# PROBLEM TO SOLVE:
A word-for-word copy of the entries, with the images left out, is what you should write.

# DATA TO EXAMINE:
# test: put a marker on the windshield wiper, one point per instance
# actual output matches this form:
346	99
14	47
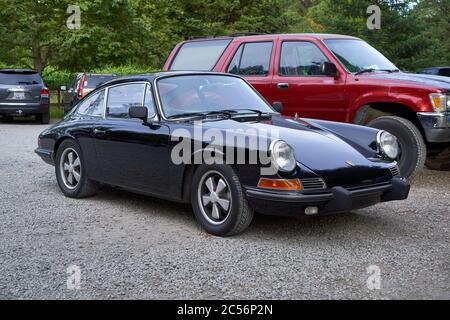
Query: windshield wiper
370	70
190	116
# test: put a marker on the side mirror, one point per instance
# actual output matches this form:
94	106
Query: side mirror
277	106
328	69
138	113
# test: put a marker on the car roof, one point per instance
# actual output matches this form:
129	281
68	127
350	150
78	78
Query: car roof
15	70
312	36
152	76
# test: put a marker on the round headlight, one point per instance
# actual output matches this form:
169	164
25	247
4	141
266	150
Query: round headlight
283	156
388	145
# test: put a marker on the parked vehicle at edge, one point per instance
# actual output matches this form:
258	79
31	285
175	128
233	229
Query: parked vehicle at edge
333	77
81	85
122	134
23	93
437	71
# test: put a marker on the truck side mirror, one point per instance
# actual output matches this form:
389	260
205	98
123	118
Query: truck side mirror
328	69
277	106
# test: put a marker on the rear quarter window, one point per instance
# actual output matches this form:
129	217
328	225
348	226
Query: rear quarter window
199	55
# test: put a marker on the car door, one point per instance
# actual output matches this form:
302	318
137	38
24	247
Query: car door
252	60
299	85
132	153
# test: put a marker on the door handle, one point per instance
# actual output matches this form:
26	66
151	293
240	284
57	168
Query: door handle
99	132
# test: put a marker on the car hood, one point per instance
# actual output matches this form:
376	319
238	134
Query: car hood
428	80
316	148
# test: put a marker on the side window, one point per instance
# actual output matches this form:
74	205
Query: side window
122	97
252	59
149	102
300	58
93	106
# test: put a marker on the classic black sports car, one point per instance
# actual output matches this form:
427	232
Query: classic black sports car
210	139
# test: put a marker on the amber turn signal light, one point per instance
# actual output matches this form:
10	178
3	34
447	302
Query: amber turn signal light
280	184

# EXPECTED ANSWER:
# test: put a marker on the windshield wiper, one point per instance
# actual output matches this form:
346	99
14	47
Query: windshield wiper
370	70
190	116
# test: put a marker on the side mirror, one point per instance
# actual output matches this form:
94	106
Query: side mirror
277	106
328	69
138	113
# test: put a marker on the car roof, one point per instance
# actual output matches this form:
129	281
68	127
350	150
78	78
Query: car roof
15	70
312	36
152	76
# test: put a marker on the round headlight, one point per instance
# actual output matches this form:
169	164
25	247
4	141
266	150
Query: round headlight
283	156
388	145
# test: put a marker on the parked vehicle at edge, one point per instance
# actual output matches this form:
258	79
31	285
175	128
233	229
Query: parked vehicle at edge
333	77
81	85
122	134
23	93
437	71
# test: put a marker on the truck side mirror, one point per instance
# actual output matches this form:
389	260
205	98
123	118
Query: truck side mirror
328	69
277	106
# test: put a marker on the rear quarter window, one point per instance
# actual output matches this form:
129	217
328	225
348	226
Query: rear quarter window
199	55
# test: put a marker on the car door, one point per instance
# actual output matches this form:
302	318
137	38
24	247
Query: car door
252	60
299	85
132	153
# test: put a marker on the door handle, one point per instance
# actual output matches this form:
26	66
151	293
240	284
57	168
Query: door handle
99	132
# test: put a marker on the car hood, one point per instance
# actual output matches this form:
376	319
238	134
Query: car hood
428	80
316	148
# test: put a marker on the side window, one point per instance
# actual output matches this form:
74	205
Query: side window
122	97
252	59
149	102
300	58
93	106
# test: put a marker on the classic black sports car, one point per instance
# actual output matches this form:
427	232
Query: classic black sports car
210	139
# test: put a marker on the amber turn signal light, one point per instance
# actual output matches this form:
10	178
3	34
447	302
Query: amber turn signal light
280	184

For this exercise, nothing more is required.